**SELECTED EXTRACT**
· · · · ·
From vampire legends to lab-grown tissue, the idea that young blood can reverse aging is no longer pure myth. A new study shows that proteins secreted by bone marrow cells, triggered by young blood, can rejuvenate aging skin in the lab.

According to lore, vampires drink the blood of the young to maintain their vitality. In a similar vein (pun intended), the 16th-century Hungarian countess Elizabeth Báthory was rumored to have bathed in the blood of young girls to preserve her youth. Then there’s the widespread QAnon conspiracy claiming that a global cabal of pedophiles is drinking the blood of children to gain immortality.

Well, science may well have caught up with myth. A new study out of Germany, led by the Research and Development arm of skin care company Beiersdorf AG, has examined whether young human blood contains factors that can rejuvenate aging skin. In short, they found that it can – but only in the presence of blood marrow cells.

The researchers wanted to follow up on animal experiments where old mice were rejuvenated by sharing blood circulation with young mice, something New Atlas has previously reported on, using human models. So, they created an advanced “organ-on-a-chip” system containing two 3D human organoids – a full-thickness skin model, and a bone marrow model, which included stem cells that give rise to blood cells. They introduced young (under 30) and old (over 60) human blood serum into this system to see if young serum improved the signs of aging in skin.

The researchers found that when the skin model was exposed to young serum without bone marrow cells, there was no improvement in aging markers. It was only when the skin model was co-cultured with bone marrow and then exposed to young serum that the researchers observed increased cell proliferation, reduced biological age, and improved mitochondrial (energy-producing) function in bone marrow cells. The young serum triggered changes in bone marrow cells, leading them to secrete rejuvenating factors. These altered cells secreted proteins that were shown to reverse signs of aging in skin models.
· · · · ·
**PROBLEM 1**
In the article on young blood and aging skin, what ages defined the young and old serum donors?
**PROBLEM 2**
Pick up the article on young blood and aging skin after its last sentence, and continue it.
· · · · ·
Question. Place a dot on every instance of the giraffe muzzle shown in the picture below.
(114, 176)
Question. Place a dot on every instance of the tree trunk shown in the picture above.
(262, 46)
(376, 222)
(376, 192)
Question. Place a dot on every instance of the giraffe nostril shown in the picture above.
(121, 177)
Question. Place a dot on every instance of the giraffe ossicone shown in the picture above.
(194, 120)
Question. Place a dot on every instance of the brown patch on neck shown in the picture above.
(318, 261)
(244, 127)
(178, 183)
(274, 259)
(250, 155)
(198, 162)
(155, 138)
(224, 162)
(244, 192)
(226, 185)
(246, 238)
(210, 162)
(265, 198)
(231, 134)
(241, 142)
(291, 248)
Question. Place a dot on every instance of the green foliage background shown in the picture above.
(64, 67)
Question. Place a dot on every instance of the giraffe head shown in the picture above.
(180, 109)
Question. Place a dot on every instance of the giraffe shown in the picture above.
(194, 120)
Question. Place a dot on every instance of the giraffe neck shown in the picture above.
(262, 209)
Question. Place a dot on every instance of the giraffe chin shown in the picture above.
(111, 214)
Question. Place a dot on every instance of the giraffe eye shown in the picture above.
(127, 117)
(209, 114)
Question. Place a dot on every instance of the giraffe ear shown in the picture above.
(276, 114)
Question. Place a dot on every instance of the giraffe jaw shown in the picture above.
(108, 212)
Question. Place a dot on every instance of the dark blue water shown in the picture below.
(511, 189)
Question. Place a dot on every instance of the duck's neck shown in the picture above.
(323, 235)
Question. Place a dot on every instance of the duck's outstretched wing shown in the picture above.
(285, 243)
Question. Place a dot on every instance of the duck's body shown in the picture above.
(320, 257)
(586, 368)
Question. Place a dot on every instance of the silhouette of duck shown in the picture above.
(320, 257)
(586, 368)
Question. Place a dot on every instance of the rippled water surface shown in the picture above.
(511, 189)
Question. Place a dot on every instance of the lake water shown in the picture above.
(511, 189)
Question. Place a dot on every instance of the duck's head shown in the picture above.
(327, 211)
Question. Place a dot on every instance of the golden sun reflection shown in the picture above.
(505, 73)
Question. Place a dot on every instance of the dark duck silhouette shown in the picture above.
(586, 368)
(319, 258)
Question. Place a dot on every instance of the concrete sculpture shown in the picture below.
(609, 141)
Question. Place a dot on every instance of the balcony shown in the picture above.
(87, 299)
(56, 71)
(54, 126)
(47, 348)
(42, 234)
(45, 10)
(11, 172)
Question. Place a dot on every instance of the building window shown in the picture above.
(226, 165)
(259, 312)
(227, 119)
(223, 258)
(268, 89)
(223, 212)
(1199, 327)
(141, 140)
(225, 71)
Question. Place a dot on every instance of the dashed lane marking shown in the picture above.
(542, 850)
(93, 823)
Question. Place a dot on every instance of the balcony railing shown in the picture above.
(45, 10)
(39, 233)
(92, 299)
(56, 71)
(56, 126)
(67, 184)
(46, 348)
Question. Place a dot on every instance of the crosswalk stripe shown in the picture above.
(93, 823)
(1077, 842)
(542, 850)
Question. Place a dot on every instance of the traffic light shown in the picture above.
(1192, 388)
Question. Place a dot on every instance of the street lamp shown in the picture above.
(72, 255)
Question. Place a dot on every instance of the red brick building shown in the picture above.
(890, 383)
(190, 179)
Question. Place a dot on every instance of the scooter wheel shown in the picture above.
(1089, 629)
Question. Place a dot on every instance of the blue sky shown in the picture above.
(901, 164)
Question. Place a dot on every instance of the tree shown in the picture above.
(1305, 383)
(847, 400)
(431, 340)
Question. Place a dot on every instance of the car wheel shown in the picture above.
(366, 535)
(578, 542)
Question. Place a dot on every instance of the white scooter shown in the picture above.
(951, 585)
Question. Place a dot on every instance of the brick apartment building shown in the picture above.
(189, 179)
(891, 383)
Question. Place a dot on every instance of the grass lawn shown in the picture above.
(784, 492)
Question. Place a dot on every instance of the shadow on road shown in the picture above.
· · · · ·
**FINAL ANSWER 1**
Young serum came from people under 30, and old serum came from people over 60.

**FINAL ANSWER 2**
Using proteomics, the researchers identified 55 age-related proteins secreted by the bone marrow model in response to young serum. Of these, seven showed clear anti-aging effects when tested directly on aged human fibroblasts (cells that form connective tissue) and keratinocytes (the major cell type of the outermost layers of the skin) in the lab. Benefits included more cell division, higher collagen production, better mitochondrial health, and an increased ability to convert into fat-like cells, which is a sign of regenerative flexibility.

The study, though, has some limitations. The experiments ran for three to five weeks; the longer-term effects remain unknown. To avoid confounding variables, the skin models weren’t pre-aged using drugs or age-inducing treatments. The bone marrow models required added growth factors to remain viable, which might’ve confounded results to some extent – although comparisons were made between young and old serum under the same growth factor conditions.

Of course, these results were obtained in lab-grown tissue models. Real human bodies are far more complex. But the study does point to a promising new class of potential rejuvenating ingredients: proteins secreted by young bone marrow in response to systemic cues. These proteins could be explored for topical or injectable anti-aging skin treatments, or as biomarkers for skin aging or rejuvenation.

In the long term, this might lead to individualized therapies using components from a person’s own (young or engineered) bone marrow to restore aging tissues.

The study was published in the journal Aging.